------ Materials provided

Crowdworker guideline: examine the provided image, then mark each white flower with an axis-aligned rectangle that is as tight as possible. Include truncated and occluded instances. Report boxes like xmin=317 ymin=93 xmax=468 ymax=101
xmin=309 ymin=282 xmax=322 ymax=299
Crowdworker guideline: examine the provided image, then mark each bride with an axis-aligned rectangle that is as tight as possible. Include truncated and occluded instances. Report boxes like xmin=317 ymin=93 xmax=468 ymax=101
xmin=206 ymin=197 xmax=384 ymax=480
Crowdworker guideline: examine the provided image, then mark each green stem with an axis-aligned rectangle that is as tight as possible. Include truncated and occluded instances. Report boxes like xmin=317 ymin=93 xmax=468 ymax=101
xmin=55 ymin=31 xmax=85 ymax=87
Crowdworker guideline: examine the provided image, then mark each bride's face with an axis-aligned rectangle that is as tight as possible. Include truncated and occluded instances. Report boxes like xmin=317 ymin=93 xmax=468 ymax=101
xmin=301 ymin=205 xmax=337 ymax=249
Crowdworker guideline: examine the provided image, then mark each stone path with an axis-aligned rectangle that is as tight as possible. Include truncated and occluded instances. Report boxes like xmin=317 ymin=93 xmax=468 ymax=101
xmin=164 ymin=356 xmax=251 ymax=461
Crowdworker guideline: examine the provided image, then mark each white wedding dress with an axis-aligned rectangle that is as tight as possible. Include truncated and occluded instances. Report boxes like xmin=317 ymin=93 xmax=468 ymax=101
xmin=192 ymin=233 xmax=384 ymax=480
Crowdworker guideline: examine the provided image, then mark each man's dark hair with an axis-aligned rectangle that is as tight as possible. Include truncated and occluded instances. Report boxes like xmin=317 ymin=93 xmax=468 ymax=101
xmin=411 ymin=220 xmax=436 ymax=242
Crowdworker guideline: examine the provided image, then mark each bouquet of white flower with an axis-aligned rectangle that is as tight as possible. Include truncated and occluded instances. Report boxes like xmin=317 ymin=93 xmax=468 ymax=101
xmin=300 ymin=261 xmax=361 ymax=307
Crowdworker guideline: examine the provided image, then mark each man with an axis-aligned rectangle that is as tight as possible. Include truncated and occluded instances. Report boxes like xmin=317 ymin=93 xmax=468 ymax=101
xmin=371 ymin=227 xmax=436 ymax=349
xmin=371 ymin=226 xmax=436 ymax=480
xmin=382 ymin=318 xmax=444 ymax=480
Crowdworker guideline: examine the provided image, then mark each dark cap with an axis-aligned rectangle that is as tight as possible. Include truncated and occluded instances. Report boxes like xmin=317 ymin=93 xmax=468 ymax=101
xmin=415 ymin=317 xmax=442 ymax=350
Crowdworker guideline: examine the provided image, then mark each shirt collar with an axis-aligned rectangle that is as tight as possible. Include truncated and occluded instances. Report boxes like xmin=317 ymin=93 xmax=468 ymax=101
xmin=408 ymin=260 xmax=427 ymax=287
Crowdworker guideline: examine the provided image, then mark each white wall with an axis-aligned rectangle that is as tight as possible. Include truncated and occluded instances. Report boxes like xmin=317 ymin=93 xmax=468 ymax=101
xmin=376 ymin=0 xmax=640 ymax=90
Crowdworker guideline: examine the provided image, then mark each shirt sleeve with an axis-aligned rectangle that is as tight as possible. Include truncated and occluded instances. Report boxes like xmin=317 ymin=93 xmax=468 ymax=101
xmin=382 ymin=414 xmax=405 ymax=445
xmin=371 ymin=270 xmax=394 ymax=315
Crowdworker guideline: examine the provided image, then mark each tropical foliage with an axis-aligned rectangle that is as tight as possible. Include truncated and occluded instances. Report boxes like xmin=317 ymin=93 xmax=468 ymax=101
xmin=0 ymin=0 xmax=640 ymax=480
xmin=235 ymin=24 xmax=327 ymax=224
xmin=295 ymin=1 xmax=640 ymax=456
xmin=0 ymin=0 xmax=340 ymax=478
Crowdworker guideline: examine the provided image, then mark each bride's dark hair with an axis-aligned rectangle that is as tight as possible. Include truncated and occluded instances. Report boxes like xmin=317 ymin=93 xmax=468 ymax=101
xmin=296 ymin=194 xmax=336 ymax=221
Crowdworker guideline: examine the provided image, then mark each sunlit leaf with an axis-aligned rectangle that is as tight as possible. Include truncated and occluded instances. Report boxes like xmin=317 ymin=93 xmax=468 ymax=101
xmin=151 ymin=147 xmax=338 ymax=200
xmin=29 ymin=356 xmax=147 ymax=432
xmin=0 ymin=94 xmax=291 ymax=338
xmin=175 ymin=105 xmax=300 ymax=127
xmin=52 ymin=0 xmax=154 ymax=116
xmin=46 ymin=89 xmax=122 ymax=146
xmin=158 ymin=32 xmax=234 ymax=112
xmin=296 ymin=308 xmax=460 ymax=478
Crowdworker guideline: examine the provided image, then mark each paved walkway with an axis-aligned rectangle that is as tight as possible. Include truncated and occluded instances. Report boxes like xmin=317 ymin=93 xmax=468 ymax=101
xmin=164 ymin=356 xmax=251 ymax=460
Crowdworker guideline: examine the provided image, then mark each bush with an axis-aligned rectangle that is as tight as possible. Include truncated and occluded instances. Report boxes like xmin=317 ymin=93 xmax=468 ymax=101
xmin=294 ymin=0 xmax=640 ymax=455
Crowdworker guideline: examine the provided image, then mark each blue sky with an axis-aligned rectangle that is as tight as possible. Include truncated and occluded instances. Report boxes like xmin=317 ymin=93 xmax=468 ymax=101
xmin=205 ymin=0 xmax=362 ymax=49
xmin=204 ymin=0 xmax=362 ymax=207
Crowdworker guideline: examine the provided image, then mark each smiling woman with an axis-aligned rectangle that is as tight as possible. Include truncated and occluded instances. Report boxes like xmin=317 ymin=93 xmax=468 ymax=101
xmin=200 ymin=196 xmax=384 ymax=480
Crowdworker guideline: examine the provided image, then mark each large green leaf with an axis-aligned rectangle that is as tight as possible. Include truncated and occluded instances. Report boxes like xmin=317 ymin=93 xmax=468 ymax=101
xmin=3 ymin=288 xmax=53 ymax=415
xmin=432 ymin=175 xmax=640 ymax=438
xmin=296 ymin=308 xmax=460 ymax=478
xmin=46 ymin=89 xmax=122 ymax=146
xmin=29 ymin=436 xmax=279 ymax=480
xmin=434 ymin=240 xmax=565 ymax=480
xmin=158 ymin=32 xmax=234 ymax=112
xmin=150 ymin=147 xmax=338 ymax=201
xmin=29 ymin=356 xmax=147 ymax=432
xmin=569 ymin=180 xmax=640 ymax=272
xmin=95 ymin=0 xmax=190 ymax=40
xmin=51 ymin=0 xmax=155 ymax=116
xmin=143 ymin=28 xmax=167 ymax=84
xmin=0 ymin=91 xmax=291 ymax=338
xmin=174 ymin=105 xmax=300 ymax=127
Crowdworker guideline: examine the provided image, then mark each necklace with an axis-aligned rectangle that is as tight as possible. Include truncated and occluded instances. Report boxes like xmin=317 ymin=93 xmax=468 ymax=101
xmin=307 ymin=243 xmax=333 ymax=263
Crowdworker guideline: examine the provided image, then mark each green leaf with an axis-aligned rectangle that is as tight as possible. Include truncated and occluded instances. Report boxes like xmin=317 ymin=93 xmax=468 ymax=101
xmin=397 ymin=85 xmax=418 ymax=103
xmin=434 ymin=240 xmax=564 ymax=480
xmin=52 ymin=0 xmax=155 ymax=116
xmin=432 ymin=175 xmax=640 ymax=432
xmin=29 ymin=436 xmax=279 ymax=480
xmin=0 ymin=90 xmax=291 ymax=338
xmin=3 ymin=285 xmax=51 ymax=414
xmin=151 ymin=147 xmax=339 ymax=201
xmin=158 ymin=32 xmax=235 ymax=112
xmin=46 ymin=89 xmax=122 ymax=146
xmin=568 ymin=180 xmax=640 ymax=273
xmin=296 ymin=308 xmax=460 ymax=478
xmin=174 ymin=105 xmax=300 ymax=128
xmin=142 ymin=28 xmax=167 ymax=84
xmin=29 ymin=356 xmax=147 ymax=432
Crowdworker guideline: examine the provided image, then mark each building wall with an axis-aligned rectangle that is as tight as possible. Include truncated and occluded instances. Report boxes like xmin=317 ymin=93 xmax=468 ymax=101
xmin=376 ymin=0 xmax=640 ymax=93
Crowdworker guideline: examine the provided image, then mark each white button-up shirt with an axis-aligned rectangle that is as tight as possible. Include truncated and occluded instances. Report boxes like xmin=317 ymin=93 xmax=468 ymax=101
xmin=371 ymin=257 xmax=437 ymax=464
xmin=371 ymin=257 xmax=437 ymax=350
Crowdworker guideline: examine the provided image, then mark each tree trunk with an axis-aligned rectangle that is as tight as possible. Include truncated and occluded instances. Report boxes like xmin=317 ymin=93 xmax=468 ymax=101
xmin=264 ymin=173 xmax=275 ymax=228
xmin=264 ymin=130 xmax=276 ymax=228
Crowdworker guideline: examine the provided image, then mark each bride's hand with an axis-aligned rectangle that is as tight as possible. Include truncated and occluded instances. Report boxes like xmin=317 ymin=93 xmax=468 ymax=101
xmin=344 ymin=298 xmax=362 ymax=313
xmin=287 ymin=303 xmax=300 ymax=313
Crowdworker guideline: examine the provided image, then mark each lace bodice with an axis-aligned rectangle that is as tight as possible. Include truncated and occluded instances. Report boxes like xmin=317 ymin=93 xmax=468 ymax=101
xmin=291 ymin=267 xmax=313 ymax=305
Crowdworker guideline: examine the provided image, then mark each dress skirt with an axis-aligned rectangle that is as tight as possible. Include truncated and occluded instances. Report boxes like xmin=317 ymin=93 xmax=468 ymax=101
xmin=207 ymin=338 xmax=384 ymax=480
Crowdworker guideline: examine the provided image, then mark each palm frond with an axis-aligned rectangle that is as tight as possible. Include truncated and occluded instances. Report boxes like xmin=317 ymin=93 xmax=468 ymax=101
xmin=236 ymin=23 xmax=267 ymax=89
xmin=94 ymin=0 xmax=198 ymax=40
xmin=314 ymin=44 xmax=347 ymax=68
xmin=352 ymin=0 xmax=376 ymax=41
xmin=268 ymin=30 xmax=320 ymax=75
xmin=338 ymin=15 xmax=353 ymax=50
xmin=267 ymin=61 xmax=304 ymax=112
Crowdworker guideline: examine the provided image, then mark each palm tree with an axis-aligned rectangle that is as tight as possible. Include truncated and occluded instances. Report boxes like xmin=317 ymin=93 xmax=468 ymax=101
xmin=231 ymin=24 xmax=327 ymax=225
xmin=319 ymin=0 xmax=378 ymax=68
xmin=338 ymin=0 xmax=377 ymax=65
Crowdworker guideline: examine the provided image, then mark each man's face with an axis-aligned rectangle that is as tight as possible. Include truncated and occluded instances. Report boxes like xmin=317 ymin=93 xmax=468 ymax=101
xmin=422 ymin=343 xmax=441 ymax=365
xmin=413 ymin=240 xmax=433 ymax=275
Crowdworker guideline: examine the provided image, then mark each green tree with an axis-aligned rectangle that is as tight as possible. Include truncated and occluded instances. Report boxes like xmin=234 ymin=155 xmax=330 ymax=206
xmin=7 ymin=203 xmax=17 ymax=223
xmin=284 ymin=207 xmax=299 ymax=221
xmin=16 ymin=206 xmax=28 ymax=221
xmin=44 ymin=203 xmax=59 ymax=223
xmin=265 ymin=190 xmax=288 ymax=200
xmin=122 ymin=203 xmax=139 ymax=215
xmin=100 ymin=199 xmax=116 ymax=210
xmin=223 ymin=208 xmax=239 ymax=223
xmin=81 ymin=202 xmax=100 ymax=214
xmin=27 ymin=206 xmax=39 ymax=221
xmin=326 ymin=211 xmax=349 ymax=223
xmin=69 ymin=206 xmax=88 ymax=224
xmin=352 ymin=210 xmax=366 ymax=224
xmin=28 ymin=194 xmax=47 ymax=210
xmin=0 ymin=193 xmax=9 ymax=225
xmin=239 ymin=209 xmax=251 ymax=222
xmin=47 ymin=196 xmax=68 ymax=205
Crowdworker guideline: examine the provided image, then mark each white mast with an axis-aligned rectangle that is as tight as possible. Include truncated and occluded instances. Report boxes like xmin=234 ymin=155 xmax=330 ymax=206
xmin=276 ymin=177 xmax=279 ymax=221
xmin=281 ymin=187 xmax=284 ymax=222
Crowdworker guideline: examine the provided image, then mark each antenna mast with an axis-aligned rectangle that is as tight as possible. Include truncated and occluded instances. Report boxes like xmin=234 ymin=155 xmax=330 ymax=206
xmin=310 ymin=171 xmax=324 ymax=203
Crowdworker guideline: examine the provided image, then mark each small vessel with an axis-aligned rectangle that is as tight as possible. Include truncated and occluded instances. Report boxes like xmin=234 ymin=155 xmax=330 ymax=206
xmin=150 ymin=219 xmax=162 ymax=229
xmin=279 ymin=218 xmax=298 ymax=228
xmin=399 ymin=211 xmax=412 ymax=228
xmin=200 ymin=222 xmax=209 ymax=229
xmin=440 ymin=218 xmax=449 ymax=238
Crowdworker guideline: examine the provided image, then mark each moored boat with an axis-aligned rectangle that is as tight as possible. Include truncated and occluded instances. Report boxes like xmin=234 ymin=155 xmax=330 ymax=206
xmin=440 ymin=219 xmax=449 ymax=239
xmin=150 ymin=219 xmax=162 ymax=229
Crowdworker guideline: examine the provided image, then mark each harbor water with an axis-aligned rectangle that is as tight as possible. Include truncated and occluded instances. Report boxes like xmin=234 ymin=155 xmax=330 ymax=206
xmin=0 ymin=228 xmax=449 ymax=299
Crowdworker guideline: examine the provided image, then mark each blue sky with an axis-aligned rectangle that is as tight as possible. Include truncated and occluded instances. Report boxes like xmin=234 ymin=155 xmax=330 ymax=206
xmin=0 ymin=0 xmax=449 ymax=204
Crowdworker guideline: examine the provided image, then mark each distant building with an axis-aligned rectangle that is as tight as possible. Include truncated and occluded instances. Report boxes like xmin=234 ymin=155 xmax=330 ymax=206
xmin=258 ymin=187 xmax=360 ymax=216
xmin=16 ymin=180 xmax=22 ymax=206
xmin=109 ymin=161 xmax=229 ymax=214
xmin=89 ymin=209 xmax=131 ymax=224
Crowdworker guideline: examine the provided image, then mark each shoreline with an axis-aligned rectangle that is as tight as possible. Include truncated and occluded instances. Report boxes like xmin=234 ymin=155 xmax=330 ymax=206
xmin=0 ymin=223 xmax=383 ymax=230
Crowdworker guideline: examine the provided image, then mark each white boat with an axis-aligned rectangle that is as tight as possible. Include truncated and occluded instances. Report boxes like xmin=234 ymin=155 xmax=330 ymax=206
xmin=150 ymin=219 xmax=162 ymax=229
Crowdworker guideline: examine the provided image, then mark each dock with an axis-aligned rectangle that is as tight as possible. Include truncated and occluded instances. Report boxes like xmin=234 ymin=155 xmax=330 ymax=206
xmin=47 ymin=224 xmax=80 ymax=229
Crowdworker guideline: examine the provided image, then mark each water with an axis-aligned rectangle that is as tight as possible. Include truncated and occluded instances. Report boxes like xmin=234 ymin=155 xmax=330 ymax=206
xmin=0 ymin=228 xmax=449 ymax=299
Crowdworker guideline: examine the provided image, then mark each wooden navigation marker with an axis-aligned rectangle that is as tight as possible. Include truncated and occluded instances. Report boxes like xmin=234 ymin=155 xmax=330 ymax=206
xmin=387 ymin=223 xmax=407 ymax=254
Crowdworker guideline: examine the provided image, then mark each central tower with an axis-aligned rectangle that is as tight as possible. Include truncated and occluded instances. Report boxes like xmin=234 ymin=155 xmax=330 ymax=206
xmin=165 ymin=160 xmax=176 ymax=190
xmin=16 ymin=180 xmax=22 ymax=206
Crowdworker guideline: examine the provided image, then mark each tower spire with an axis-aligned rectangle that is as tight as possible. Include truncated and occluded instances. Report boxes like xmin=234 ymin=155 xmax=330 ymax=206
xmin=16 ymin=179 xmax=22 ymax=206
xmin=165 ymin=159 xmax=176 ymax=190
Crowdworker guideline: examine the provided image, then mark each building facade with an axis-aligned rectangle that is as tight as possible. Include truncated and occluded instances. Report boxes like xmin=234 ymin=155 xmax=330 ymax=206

------------

Rewrite the lines from the one containing "mark each dark" through the one containing "xmin=408 ymin=260 xmax=427 ymax=287", both included, keeping the requests unchanged. Multiply every box coordinate in the answers by 2.05 and round each to a whole number, with halves rounded up, while the sample coordinates inside the requests stay as they are.

Crowdworker guideline: examine the provided image, then mark each dark cap with an axis-aligned rectangle that is as tight as possible. Include truncated and occluded instances. Report boxes like xmin=317 ymin=93 xmax=468 ymax=101
xmin=851 ymin=650 xmax=906 ymax=718
Crowdworker guideline: examine the provided image, then mark each shirt collar with an axis-aligned rectangle that is as tight as possible. Include truncated and occluded instances. Report boxes like xmin=317 ymin=93 xmax=468 ymax=101
xmin=836 ymin=533 xmax=875 ymax=588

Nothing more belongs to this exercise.